[BEGIN Material provided]
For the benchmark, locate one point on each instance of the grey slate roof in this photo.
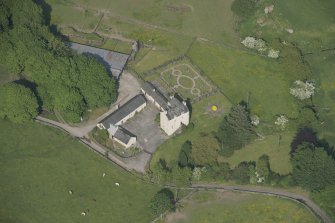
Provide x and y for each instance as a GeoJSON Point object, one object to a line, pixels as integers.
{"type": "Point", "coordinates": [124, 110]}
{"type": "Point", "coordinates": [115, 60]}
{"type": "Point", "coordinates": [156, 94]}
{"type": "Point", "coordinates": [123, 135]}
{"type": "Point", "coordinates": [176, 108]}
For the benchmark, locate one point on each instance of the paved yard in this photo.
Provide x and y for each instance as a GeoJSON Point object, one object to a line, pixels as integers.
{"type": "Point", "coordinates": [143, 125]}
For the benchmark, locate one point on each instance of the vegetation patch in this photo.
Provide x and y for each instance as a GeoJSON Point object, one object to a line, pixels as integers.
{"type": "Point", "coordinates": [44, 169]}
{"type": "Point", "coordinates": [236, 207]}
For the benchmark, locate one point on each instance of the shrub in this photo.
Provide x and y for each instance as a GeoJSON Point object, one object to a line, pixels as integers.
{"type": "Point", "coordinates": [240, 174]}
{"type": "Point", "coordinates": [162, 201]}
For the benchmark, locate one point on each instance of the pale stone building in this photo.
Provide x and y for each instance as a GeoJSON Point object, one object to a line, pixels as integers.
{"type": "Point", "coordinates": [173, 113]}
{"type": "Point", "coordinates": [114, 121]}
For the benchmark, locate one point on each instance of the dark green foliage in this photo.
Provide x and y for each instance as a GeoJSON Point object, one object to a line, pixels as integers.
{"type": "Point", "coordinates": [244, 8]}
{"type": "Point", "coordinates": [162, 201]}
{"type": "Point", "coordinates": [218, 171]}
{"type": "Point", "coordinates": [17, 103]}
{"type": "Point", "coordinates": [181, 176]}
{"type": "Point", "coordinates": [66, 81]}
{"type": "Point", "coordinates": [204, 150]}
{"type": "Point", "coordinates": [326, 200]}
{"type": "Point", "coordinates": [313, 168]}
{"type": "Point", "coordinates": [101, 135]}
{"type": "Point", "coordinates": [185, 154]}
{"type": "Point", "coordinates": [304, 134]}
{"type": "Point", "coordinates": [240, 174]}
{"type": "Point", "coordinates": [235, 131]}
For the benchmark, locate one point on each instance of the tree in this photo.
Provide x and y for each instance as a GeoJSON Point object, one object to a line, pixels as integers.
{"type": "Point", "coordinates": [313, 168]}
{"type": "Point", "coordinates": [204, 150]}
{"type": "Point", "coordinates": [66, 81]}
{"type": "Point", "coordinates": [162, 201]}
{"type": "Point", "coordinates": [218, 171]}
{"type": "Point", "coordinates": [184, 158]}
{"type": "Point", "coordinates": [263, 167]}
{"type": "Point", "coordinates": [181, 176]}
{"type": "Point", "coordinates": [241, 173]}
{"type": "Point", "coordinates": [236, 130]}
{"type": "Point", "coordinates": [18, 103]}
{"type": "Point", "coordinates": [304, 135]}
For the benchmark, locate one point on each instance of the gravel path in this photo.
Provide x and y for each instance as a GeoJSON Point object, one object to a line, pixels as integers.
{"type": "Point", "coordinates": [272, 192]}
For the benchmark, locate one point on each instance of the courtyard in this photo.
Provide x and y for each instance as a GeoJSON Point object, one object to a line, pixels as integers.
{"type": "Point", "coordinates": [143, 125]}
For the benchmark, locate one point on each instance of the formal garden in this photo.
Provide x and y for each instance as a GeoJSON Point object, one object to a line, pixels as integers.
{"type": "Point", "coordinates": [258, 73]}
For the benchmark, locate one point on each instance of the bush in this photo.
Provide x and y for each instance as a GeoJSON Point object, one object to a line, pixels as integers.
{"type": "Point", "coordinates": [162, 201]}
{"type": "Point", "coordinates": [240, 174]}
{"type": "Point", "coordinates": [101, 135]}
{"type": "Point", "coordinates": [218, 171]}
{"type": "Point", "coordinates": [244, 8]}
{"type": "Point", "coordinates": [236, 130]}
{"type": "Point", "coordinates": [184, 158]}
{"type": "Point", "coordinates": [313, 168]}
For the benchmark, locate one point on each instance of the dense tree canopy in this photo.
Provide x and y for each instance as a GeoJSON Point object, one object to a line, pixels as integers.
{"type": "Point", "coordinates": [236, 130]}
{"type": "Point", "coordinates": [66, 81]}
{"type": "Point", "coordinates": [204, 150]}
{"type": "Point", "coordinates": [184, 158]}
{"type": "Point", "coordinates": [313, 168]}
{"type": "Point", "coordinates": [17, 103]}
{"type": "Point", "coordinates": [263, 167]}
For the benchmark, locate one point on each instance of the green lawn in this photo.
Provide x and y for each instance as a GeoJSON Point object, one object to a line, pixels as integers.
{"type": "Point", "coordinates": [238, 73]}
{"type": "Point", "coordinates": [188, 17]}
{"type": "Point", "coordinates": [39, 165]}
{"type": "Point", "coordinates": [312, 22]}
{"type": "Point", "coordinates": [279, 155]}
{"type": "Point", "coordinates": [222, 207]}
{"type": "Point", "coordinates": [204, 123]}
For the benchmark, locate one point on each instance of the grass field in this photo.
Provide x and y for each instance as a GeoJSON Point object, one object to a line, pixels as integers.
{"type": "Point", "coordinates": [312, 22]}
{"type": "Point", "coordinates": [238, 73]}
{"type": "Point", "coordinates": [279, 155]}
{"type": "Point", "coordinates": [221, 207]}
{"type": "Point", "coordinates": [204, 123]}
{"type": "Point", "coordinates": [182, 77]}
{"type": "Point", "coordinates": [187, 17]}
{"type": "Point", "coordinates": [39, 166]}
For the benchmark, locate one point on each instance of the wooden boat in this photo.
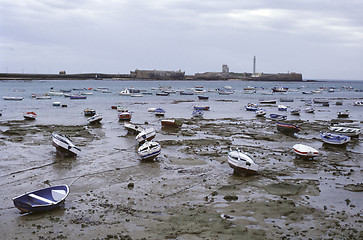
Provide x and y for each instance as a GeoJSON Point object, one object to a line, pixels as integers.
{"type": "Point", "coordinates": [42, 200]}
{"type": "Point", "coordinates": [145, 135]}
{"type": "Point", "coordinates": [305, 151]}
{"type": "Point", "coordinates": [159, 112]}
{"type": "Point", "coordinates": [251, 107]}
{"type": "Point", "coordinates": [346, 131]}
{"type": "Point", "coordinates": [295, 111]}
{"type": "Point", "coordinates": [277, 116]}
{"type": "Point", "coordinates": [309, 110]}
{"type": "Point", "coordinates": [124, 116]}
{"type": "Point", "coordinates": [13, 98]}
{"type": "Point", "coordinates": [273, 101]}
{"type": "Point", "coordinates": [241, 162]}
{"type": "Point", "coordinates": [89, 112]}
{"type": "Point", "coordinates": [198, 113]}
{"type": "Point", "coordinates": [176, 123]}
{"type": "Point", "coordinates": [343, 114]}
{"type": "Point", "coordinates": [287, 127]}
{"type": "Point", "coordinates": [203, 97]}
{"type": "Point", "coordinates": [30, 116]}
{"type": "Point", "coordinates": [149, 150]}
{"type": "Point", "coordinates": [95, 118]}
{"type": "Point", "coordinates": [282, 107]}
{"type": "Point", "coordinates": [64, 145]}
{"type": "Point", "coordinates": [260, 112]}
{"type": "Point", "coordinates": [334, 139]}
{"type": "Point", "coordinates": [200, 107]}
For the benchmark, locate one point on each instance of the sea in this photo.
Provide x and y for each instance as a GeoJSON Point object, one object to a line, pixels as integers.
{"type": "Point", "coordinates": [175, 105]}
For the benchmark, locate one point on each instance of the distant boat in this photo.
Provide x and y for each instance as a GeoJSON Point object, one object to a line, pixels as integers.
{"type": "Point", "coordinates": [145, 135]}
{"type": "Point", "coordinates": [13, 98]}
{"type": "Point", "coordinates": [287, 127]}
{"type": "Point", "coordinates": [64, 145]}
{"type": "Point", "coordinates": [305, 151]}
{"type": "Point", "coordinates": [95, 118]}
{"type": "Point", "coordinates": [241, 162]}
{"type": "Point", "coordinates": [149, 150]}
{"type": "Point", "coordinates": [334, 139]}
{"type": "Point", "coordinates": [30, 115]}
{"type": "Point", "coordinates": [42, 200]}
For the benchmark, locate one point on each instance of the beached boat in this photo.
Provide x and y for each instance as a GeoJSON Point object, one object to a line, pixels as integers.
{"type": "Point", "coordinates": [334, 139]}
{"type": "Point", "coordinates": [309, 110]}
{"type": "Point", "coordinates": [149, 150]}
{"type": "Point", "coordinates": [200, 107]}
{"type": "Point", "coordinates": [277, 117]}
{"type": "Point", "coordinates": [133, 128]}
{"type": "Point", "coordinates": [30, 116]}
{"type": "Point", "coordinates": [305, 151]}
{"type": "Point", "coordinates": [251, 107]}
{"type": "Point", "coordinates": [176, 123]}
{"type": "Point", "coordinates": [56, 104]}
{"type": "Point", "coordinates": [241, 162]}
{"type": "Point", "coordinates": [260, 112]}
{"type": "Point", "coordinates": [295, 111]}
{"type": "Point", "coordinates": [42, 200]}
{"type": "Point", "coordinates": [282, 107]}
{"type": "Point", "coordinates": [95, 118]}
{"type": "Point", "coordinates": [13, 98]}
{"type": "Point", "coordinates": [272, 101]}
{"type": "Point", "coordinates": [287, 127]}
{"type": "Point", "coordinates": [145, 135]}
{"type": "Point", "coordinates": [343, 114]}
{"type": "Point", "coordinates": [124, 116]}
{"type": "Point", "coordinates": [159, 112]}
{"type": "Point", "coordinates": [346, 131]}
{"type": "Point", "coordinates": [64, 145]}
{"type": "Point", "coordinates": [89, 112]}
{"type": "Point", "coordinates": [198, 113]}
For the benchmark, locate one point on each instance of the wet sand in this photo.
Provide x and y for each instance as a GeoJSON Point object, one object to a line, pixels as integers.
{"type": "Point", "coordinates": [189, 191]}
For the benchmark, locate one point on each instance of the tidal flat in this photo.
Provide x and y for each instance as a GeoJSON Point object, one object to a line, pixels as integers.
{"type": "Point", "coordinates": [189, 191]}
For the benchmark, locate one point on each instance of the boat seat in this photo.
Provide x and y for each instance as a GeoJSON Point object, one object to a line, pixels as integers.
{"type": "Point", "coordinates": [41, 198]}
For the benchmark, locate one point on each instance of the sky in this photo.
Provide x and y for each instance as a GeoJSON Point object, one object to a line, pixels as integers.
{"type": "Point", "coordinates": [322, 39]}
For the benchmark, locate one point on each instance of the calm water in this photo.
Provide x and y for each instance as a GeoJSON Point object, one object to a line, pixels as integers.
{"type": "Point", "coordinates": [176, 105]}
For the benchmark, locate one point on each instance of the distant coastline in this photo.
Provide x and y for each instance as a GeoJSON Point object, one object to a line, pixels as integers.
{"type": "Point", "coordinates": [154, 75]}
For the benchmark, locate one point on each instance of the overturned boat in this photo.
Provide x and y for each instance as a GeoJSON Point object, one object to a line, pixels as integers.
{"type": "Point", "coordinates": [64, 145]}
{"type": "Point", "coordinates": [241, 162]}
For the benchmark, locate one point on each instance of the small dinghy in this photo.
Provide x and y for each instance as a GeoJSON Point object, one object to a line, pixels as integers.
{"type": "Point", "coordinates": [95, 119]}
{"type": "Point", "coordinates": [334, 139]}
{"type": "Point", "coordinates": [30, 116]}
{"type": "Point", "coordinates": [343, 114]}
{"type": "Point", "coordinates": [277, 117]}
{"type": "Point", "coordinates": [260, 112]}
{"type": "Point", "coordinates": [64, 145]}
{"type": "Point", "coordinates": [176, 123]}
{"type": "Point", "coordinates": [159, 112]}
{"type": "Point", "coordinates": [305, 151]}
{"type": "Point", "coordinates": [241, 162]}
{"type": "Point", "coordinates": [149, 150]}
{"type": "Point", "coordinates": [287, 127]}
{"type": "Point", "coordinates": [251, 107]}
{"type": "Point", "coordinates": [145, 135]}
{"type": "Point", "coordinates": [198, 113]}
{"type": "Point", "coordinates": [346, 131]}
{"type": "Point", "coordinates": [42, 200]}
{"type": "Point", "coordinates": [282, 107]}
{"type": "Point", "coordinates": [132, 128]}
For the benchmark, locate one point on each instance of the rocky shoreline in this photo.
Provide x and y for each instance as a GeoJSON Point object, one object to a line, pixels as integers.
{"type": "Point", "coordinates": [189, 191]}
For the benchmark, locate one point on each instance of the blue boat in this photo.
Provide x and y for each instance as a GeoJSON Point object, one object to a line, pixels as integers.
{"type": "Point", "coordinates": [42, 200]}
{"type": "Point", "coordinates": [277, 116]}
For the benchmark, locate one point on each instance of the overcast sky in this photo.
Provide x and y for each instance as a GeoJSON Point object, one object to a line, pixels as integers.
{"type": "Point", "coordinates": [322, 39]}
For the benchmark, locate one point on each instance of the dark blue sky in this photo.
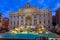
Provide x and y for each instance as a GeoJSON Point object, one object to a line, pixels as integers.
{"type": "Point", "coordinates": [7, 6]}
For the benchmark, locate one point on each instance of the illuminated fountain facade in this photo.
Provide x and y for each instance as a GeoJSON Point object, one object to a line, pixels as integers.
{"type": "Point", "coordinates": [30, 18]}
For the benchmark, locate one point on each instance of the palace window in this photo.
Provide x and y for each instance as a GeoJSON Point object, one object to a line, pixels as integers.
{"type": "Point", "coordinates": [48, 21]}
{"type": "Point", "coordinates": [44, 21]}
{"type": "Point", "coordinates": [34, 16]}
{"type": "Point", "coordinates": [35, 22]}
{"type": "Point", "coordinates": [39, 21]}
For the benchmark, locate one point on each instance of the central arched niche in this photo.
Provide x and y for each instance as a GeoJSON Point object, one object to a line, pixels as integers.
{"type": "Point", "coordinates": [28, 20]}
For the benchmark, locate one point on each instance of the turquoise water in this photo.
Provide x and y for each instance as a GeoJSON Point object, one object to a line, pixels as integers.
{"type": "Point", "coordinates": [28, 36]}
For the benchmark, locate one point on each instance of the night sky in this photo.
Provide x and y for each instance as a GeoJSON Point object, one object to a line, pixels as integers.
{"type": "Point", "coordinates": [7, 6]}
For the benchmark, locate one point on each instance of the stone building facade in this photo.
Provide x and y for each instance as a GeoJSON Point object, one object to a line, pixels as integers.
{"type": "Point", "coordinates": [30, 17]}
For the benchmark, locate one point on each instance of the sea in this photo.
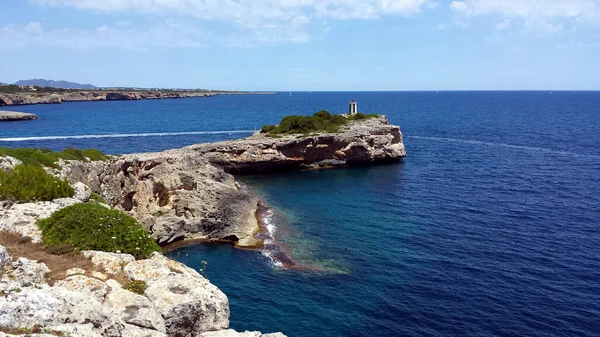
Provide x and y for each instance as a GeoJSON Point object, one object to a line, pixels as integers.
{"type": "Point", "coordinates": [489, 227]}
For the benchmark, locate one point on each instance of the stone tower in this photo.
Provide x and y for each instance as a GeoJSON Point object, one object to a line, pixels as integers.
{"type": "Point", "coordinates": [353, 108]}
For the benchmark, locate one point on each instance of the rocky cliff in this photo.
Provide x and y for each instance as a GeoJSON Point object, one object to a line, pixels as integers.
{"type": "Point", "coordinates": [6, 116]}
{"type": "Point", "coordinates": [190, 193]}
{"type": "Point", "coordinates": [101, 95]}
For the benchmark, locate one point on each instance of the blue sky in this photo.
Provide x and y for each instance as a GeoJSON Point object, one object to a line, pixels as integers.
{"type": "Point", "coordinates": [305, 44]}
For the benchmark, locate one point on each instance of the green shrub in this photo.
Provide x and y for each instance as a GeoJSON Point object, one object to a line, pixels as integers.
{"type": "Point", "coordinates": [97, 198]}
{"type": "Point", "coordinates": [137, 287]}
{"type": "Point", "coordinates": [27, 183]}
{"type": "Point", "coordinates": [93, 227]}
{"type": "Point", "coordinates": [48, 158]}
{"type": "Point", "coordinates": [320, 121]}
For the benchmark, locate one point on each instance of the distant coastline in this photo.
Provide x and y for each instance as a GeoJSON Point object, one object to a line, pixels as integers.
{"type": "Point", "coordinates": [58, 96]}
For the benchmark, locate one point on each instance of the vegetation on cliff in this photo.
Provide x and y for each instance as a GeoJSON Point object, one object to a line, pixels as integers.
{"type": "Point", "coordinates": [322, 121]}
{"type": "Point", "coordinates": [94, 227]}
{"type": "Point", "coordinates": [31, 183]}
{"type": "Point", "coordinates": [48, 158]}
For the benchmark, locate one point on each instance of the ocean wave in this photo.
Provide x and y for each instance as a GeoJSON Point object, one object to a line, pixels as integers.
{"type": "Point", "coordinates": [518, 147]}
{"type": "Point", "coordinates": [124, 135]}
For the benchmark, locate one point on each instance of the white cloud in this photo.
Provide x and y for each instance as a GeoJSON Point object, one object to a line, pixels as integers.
[END Material provided]
• What to do
Begin at the line containing "wave in this photo." and reproduce each line through the end of the records above.

• Correct response
For the benchmark, locate one point on each instance of the ocean wave in this photo.
Provide x and y for each instance as a GeoJSON Point object, one object to a line, pixels as integers.
{"type": "Point", "coordinates": [518, 147]}
{"type": "Point", "coordinates": [124, 135]}
For the benchmark, locate one point on each instance of the white cloud in this photo.
Provide x and y for each instance as a GeoJSON Point object, one object to a line, pixels as integers.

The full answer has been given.